→ **ACTIVITY**: Which lines of the records contain the word "walkway"? Show each of them.

→ **Point-per-instance localization data**:
+ + + +
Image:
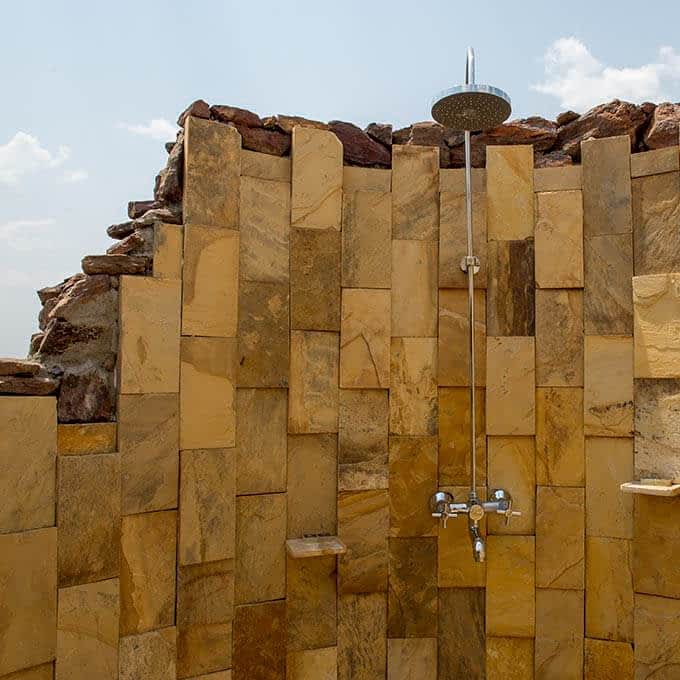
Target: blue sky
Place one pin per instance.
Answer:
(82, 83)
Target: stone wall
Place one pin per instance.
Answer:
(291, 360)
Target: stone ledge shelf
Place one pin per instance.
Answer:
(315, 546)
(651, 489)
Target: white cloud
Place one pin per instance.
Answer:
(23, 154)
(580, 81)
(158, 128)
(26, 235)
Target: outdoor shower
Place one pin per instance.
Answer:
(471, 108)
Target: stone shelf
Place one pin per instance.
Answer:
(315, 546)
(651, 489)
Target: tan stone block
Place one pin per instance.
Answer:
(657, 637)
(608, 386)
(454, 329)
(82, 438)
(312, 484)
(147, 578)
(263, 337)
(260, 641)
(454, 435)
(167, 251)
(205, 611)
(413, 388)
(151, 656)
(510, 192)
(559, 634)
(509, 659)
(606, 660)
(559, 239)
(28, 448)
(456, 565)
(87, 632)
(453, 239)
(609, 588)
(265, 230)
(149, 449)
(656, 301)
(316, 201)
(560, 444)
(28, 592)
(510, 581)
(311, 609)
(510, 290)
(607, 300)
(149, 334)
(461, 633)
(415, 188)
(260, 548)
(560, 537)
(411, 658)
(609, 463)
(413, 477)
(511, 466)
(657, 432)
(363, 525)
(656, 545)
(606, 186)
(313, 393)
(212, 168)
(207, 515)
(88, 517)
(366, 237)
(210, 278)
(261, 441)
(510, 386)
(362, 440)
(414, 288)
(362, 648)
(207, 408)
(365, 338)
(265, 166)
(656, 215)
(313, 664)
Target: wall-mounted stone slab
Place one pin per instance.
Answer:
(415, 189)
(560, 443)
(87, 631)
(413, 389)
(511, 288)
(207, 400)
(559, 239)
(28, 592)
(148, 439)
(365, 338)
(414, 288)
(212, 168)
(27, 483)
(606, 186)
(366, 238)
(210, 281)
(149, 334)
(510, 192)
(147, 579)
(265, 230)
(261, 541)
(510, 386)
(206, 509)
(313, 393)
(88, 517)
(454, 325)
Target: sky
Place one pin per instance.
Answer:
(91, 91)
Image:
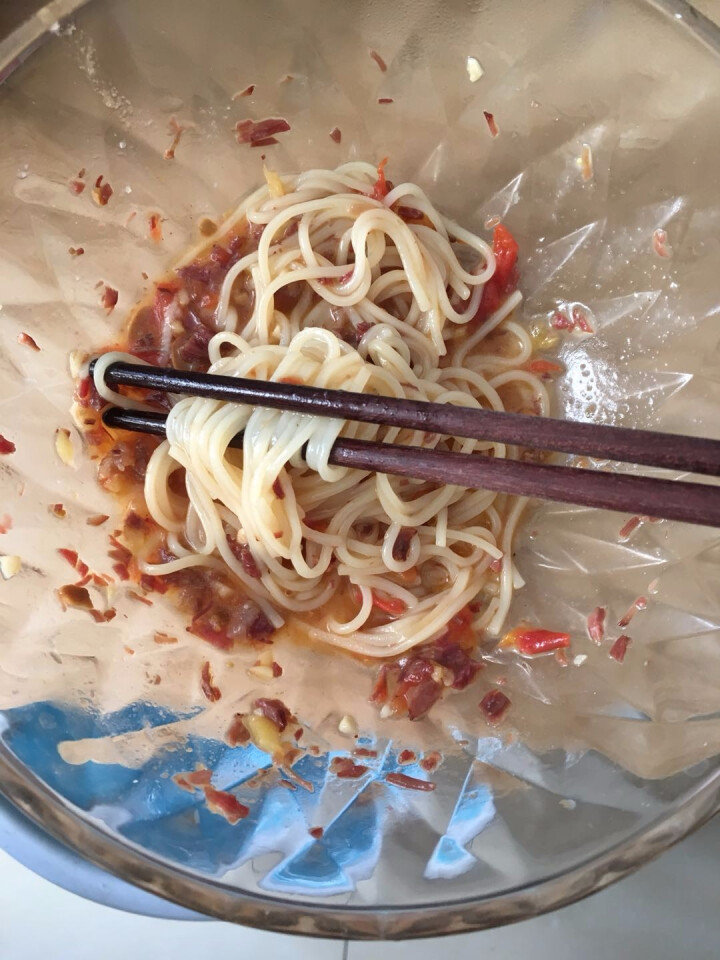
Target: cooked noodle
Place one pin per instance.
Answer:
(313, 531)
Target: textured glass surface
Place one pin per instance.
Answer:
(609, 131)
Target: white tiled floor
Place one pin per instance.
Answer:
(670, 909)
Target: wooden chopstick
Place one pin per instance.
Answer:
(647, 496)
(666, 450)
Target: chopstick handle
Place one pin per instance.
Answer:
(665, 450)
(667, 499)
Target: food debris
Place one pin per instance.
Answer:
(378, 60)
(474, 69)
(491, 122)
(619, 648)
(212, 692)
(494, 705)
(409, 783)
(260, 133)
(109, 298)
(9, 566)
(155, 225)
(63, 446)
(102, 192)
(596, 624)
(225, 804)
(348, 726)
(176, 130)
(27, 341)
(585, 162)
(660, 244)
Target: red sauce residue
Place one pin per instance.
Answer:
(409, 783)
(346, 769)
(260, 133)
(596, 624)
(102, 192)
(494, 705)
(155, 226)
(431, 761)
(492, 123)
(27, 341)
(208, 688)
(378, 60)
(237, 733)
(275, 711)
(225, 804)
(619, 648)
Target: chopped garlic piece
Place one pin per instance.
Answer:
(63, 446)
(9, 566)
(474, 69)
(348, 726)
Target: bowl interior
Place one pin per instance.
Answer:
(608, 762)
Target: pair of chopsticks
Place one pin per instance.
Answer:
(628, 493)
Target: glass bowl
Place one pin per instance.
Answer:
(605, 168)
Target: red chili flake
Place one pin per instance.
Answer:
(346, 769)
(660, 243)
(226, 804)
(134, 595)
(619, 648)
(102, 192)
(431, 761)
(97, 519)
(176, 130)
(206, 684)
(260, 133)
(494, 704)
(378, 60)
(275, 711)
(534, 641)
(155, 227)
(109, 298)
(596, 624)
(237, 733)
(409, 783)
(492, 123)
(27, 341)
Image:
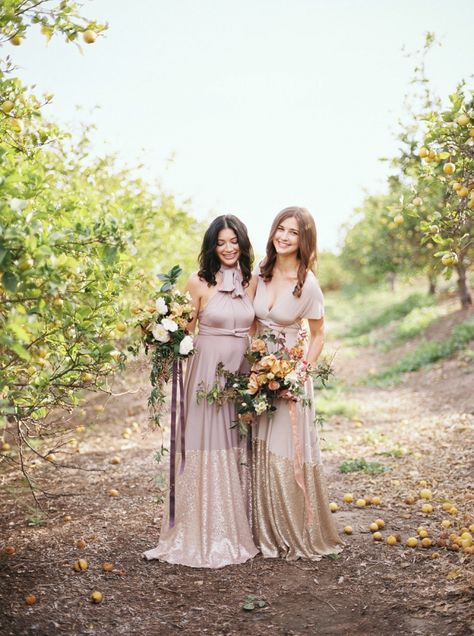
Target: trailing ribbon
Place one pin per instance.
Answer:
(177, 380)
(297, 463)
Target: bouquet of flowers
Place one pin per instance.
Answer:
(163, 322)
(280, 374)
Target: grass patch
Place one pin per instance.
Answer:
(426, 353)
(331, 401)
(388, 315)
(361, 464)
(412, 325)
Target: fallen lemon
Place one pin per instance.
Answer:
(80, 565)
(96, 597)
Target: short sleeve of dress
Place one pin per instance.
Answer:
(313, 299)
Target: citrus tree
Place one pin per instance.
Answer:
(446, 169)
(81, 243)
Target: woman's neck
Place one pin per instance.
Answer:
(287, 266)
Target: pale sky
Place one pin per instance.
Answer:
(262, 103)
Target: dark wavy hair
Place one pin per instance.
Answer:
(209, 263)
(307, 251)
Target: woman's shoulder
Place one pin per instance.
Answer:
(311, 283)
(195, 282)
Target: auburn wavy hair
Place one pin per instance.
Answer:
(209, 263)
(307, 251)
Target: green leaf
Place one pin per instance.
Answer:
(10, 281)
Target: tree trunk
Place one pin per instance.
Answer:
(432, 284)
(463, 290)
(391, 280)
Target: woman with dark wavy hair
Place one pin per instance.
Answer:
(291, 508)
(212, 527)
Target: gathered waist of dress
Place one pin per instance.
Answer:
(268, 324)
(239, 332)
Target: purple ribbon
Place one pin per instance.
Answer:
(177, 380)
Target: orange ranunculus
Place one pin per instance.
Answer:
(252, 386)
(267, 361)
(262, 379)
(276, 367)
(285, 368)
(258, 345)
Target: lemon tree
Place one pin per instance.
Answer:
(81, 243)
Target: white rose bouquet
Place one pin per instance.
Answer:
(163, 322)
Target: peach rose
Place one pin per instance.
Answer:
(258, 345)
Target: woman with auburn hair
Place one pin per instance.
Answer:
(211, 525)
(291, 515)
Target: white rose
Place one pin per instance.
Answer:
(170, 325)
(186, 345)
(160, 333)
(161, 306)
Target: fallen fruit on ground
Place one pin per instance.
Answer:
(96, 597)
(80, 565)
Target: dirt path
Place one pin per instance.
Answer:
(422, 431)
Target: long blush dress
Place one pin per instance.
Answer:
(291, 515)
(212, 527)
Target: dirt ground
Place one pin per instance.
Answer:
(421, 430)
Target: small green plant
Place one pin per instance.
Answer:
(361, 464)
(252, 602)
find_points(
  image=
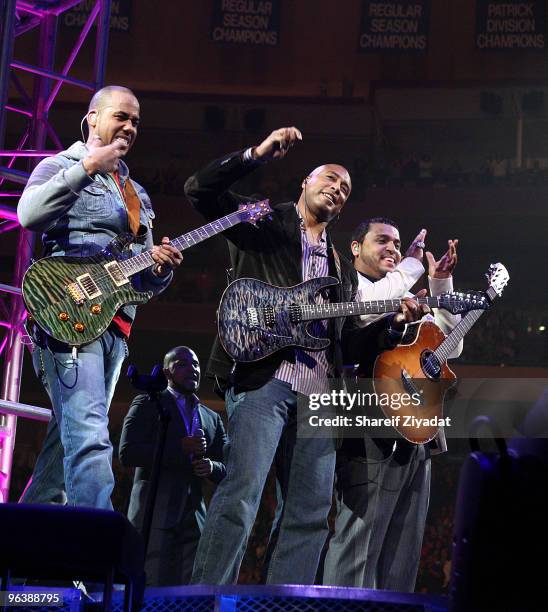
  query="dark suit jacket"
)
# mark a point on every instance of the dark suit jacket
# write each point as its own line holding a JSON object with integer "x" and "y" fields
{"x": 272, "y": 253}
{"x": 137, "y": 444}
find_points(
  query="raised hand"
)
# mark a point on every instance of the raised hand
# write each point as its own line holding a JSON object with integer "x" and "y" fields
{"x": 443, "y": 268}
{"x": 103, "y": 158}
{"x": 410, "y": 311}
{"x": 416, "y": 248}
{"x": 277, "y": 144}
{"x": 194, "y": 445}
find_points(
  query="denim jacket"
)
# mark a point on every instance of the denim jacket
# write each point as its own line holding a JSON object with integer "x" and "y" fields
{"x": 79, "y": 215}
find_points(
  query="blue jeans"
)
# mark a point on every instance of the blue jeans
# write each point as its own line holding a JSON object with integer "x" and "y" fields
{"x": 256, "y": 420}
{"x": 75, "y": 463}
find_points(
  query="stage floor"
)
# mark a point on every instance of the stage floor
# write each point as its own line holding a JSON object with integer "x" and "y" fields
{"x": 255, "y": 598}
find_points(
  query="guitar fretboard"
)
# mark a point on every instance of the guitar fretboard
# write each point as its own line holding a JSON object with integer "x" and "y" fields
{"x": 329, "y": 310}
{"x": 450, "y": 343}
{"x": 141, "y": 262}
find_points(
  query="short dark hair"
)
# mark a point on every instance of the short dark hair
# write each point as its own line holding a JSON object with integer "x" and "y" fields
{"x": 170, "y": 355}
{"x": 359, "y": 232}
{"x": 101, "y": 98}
+ + + +
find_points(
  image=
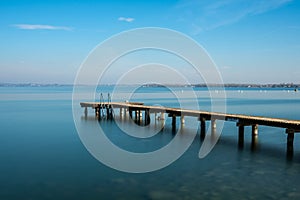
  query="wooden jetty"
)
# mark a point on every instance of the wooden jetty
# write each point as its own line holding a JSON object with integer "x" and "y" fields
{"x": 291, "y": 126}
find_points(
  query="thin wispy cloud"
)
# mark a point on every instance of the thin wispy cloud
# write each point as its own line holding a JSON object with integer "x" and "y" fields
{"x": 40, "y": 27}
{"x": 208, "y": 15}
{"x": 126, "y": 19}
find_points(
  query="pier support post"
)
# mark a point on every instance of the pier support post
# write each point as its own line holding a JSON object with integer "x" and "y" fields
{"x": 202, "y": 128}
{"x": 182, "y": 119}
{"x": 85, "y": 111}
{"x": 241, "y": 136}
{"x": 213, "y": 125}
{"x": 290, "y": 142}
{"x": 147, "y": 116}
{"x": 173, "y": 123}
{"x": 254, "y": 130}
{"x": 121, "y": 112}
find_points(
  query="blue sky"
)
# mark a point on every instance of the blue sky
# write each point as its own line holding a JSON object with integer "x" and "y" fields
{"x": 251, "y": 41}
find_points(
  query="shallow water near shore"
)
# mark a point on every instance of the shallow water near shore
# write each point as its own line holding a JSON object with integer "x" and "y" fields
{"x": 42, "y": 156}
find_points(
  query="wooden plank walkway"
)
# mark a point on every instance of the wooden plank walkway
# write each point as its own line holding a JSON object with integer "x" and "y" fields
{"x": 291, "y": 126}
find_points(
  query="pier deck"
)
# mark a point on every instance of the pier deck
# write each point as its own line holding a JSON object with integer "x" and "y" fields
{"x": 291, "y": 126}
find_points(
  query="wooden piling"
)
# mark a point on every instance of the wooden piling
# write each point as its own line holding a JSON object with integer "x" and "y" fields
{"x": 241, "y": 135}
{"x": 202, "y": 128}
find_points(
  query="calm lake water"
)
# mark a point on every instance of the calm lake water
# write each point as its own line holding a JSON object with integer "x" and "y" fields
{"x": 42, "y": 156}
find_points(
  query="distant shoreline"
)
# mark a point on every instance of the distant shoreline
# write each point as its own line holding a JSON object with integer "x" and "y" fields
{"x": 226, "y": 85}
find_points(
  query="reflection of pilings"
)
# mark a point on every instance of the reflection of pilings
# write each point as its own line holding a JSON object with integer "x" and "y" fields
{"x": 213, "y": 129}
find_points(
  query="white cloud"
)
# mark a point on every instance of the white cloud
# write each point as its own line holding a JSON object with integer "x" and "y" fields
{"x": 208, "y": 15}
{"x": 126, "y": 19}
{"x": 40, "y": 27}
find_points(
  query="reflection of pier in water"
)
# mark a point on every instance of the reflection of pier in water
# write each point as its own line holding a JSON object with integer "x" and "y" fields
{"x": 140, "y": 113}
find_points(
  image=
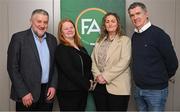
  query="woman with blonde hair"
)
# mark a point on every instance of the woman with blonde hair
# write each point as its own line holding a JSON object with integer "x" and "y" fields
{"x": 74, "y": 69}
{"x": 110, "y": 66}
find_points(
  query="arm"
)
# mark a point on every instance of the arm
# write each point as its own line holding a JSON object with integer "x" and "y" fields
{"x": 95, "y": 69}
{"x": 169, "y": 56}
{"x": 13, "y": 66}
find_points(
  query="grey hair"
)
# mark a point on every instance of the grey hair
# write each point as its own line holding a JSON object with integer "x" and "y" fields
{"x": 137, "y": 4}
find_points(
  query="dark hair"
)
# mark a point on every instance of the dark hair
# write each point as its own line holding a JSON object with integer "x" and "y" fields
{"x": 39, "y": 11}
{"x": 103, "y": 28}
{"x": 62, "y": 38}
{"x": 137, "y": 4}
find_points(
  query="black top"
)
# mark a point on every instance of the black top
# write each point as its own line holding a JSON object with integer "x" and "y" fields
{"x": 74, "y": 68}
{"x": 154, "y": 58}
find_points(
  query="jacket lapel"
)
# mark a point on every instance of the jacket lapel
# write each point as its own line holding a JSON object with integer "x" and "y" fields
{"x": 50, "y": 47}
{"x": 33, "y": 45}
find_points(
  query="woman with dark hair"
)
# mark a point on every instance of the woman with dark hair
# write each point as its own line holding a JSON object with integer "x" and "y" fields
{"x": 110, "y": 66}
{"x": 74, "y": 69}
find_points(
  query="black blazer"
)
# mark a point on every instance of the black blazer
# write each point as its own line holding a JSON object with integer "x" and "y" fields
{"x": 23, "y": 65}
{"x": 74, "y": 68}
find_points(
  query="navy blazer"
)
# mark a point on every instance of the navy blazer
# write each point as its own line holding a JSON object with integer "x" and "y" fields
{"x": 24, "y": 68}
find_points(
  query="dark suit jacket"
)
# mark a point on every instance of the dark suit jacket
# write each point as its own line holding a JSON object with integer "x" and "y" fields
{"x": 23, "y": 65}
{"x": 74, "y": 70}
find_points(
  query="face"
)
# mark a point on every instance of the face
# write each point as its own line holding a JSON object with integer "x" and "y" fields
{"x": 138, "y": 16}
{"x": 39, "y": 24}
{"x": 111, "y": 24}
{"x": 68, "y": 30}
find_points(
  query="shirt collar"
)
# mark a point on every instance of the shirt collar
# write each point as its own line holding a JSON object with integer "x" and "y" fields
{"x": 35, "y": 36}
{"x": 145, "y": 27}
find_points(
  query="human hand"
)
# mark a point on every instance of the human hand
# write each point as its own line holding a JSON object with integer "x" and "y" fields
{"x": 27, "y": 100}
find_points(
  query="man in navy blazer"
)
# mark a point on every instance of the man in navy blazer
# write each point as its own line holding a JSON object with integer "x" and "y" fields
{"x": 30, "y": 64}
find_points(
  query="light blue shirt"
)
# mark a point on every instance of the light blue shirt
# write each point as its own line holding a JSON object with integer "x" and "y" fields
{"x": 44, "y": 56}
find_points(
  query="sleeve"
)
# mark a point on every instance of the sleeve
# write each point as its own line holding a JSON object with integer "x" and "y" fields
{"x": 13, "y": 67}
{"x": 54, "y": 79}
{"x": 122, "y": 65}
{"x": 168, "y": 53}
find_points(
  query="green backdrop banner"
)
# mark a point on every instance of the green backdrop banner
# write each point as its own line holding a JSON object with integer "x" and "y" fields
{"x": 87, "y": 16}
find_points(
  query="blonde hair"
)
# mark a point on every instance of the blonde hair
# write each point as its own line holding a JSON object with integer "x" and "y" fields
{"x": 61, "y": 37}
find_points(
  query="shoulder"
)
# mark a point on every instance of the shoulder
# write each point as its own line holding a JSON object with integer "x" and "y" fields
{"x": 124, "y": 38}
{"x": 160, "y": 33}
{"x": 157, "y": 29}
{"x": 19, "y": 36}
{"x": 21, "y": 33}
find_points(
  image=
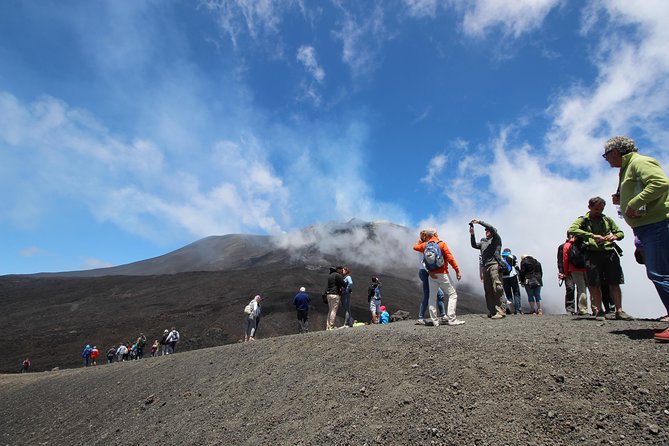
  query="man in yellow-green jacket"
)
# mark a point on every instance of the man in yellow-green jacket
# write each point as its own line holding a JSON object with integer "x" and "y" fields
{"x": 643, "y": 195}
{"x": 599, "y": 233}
+ + + +
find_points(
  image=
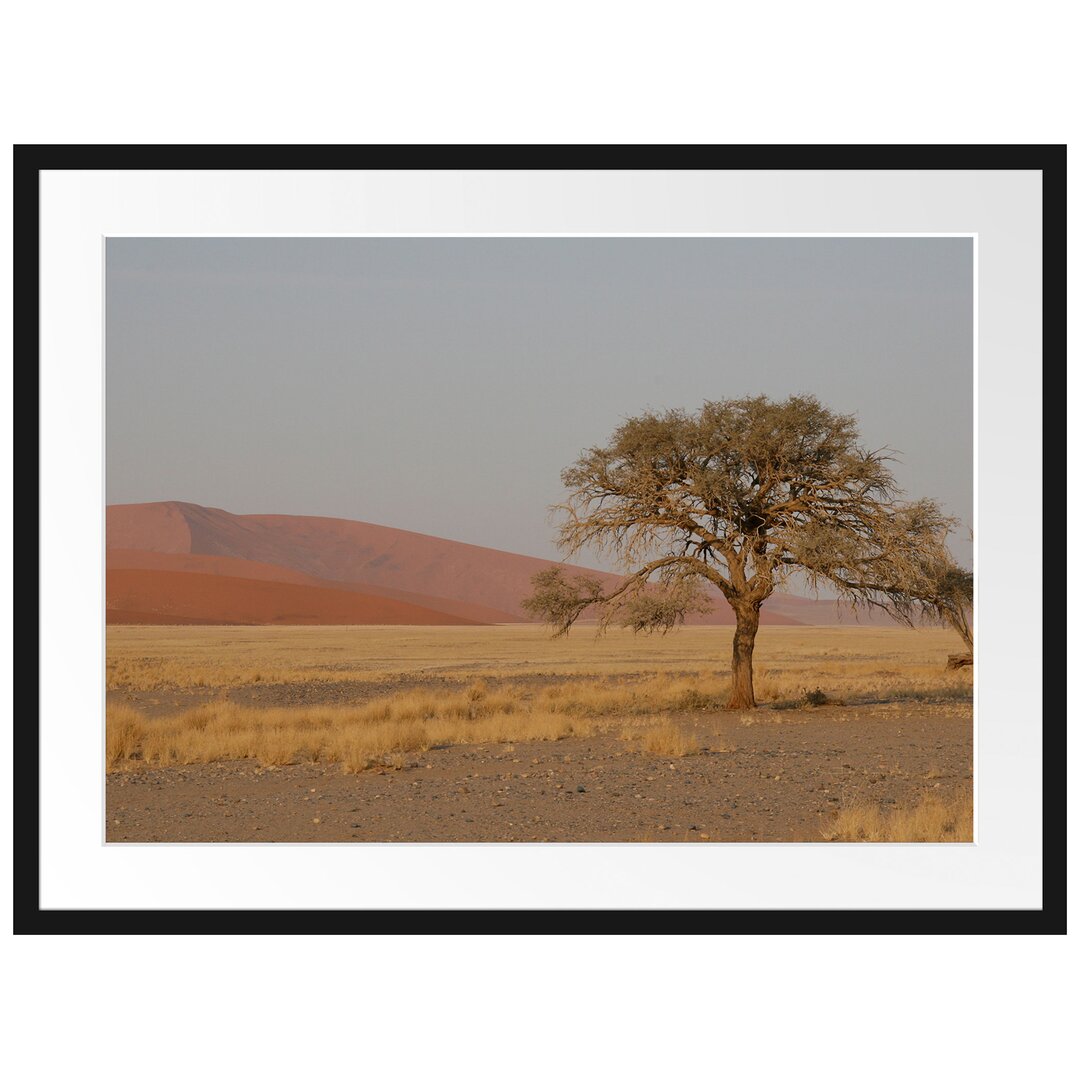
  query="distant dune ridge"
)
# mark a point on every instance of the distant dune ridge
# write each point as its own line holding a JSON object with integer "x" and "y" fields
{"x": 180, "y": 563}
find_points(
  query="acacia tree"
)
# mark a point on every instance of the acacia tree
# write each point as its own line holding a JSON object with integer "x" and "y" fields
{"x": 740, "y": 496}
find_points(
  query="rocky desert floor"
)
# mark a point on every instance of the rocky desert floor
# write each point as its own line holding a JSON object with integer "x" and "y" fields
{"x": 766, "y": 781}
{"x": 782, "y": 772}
+ + + +
→ **YOUR SOLUTION**:
  query="wooden plank walkway"
# mark a point on every instance of the wooden plank walkway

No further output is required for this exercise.